RECORDS SHOWN:

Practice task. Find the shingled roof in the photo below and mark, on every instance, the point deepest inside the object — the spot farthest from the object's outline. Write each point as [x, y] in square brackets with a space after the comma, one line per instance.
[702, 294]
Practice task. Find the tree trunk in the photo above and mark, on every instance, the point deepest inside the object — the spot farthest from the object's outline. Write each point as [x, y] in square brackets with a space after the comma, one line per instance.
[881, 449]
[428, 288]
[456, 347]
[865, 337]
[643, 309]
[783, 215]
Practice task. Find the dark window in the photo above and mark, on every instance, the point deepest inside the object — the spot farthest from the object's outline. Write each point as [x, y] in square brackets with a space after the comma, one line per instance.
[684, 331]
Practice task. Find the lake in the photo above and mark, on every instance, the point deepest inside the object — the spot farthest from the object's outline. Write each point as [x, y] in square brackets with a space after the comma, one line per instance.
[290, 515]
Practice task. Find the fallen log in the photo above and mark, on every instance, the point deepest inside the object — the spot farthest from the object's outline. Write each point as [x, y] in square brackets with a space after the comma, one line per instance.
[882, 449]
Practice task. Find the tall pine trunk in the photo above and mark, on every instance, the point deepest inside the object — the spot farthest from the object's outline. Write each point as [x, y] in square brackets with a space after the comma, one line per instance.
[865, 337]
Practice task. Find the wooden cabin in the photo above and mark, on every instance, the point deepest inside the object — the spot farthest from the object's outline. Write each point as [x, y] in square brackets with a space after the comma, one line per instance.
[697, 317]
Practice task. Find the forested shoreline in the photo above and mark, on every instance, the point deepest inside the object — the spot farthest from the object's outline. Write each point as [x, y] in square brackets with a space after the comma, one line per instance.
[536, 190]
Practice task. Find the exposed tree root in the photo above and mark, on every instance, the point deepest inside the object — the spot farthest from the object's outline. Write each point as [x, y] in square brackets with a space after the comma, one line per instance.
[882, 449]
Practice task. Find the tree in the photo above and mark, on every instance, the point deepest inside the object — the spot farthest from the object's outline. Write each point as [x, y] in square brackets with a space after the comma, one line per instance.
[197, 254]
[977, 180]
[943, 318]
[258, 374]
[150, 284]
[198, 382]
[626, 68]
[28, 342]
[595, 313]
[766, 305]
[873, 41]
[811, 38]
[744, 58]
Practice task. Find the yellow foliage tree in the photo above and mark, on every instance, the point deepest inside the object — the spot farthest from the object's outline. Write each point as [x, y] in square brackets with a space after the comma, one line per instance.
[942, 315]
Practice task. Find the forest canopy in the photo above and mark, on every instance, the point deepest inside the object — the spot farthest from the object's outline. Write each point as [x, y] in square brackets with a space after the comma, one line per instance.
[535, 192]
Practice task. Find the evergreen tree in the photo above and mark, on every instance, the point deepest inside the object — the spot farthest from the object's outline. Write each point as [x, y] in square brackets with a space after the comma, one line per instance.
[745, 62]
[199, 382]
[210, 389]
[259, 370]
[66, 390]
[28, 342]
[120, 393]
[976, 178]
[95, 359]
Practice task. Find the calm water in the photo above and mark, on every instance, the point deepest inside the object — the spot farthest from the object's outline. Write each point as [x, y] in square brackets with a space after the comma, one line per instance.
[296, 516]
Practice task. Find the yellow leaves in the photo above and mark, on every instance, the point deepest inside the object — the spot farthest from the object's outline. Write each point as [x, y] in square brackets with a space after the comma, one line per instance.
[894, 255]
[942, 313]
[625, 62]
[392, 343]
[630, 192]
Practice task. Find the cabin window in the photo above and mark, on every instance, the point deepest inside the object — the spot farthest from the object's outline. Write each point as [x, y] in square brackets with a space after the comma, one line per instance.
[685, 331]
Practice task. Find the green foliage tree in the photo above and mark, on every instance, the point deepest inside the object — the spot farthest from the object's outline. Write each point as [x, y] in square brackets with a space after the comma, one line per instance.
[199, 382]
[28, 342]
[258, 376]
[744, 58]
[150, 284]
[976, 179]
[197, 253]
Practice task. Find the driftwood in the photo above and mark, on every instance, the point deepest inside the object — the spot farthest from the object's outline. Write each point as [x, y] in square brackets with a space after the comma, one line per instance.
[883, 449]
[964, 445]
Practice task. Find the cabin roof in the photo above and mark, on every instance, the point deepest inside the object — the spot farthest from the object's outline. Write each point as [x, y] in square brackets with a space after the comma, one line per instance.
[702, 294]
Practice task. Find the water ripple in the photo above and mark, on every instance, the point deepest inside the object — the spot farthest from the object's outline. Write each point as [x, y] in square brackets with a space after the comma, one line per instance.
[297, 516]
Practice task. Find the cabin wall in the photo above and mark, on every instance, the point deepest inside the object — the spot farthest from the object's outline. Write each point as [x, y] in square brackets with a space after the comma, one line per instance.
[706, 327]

ACTIVITY:
Answer with the exact lines running from the one that contains "Practice task. Find the green" through the last line of the data. Include no other line.

RESULT OF THIS EXERCISE:
Practice task. Find the green foliage tree in the photo above and mark, on every instance, the point deepest inside the object — the spot farthest from the object's outline. Write each point as [x, y] in square brackets with a space after the comma, one line per instance.
[199, 382]
[28, 342]
[258, 376]
[744, 58]
[150, 284]
[976, 179]
[197, 253]
Practice task. Find the driftwood in the photo above and mark, on every instance, the point deepest inside the object — the spot farthest from the object's outline. Write each point as [x, y] in square brackets with a space after the comma, one line per instance.
[883, 449]
[964, 445]
Practice task. Find the cabin roof in the photo above and mark, on every instance, the point deepest inside the object — the spot farthest from the object's outline. Write each point as [x, y] in square brackets with a space after the comma, one line per instance.
[702, 294]
Practice task. Find the water ripple in the photo above and mark, on every instance, the point deepest inside the object — the spot farthest from the object's outline. Write each point as [x, y] in square brackets with a space after the comma, one line per instance.
[297, 516]
Practice task. Find the cabin wall in the photo above and mark, on every instance, the point deepest inside the object — the spot farthest from the object's outline. Write each point as [x, y] in square brackets with a space after the comma, one line per instance.
[706, 327]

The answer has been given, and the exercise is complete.